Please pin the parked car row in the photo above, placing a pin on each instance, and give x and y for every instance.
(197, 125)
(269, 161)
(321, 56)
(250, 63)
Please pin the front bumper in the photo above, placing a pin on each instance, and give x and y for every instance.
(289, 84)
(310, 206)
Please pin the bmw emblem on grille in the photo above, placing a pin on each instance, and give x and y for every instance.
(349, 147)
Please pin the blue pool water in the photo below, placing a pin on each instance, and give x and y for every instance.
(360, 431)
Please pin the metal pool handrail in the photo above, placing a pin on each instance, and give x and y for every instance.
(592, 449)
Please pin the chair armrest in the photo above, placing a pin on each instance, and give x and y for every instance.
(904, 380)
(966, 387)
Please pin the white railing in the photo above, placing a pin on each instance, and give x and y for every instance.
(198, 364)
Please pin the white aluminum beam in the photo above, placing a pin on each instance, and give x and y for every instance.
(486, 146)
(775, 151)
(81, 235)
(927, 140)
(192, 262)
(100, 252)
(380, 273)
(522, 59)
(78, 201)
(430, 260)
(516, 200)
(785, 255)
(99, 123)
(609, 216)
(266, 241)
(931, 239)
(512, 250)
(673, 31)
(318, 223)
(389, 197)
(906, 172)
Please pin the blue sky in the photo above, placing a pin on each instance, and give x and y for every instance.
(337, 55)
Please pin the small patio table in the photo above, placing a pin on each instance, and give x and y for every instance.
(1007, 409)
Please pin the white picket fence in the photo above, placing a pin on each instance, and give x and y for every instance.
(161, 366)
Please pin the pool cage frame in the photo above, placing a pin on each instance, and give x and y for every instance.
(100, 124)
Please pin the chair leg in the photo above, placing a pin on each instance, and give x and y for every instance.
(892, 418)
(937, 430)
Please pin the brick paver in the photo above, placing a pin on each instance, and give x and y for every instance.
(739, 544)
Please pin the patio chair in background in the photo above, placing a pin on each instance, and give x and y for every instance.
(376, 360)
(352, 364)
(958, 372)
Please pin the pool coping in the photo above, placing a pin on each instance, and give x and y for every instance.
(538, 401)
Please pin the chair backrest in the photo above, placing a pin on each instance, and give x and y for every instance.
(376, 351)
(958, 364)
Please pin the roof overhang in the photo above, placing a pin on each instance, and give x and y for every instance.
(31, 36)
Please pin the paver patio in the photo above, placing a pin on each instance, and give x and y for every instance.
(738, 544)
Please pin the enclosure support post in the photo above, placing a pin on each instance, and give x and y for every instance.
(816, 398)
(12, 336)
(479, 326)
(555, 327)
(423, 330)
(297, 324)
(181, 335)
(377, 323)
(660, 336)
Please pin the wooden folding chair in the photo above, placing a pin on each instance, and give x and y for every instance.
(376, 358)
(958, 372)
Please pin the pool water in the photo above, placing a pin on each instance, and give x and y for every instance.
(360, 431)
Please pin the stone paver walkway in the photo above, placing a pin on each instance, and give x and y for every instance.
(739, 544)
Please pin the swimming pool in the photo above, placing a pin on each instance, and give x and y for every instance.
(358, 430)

**YOUR TASK:** Write out all of the records above again, swapping "placing a pin" for "putting a marker" wherever it occurs and leaving everything else unchanged.

**EXERCISE OUTPUT:**
Please pin the parked car row in the photo above, putting a marker on each instance, and give x and y for every instance.
(197, 125)
(269, 161)
(321, 56)
(250, 63)
Please pin the front bumper in the photo above, putting a marker on each instance, and give x and y for every instance.
(289, 84)
(310, 206)
Please pin the bmw emblem on grille in the photo above, putting a marker on each instance, and give x and y for every instance.
(349, 147)
Please pin the blue pool water in the photo below, putting a marker on each instance, and give x and y for every instance.
(360, 431)
Please pin the metal pool handrail in the photo above, putting a marker on each instance, and give x and y for every instance.
(592, 449)
Please pin the chair armrest in the photo above, putting a marker on each instance, and give x and y for every instance.
(904, 380)
(966, 387)
Please pin the white railing in the photo above, putting a marker on each instance, and give x and y for every instance.
(198, 364)
Please pin the white aluminum beam in the photo above, putting a marker on each instance, and give x and y for every instance.
(486, 146)
(775, 151)
(81, 235)
(927, 140)
(192, 262)
(100, 252)
(380, 273)
(522, 59)
(78, 201)
(430, 260)
(516, 200)
(785, 255)
(99, 123)
(609, 216)
(266, 241)
(931, 239)
(512, 250)
(673, 31)
(318, 223)
(389, 197)
(906, 172)
Please pin the blue sky in the photo above, putting a marker on each instance, and give x and y for every instance.
(337, 55)
Please pin the small patio table in the photo above, putting a marker on each instance, and give x and y for every instance.
(1007, 409)
Please pin the white picket fence in the photo above, putting a marker on each instance, and give x and y for every instance.
(161, 366)
Please pin the pool cage frame in the photo above, putting a marker on each instance, and give x and y for every instance.
(100, 124)
Please pin the chair leg in the photo above, putting a marker on each instance, and give x and y for every instance.
(892, 418)
(937, 430)
Please pin the brick paver in the photo above, putting a marker on each instance, and give x and y for every instance.
(739, 544)
Please pin the patio chair in background in the photo above, putting a marker on each instance, and give x and y for every instance.
(376, 360)
(352, 364)
(958, 372)
Please pin the pool coping in the photo above, putting a marker on each instance, and give x and y for every instance.
(538, 401)
Please pin the chair backrest in the photo above, putting a marker on each instance, and give x and y for every instance.
(376, 351)
(958, 364)
Please pin the roof overhang in the photo above, putting a marker on each instance, and give x and y for every instance.
(31, 36)
Please pin the paver patio in the photo above, putting a marker on each instance, and give x and y for every instance.
(738, 544)
Please pin the enclosure support post in the photo above, putting a marker on each instance, and give x and y for every instance.
(816, 398)
(12, 336)
(479, 326)
(555, 327)
(423, 330)
(297, 324)
(181, 335)
(377, 323)
(660, 336)
Please pin the wooden folding chair in the photo above, putting a marker on each instance, and give x and y for every instance.
(376, 358)
(958, 372)
Please pin the pool water in the photo above, putting a marker on each instance, and give x and y for every instance.
(360, 431)
Please pin the stone paver walkway in the photo above, putting a marker on each instance, and give x and y for every instance.
(739, 544)
Please pin the swimming pool in the photo above, putting a marker on each instance, and give x and y for every instance.
(358, 430)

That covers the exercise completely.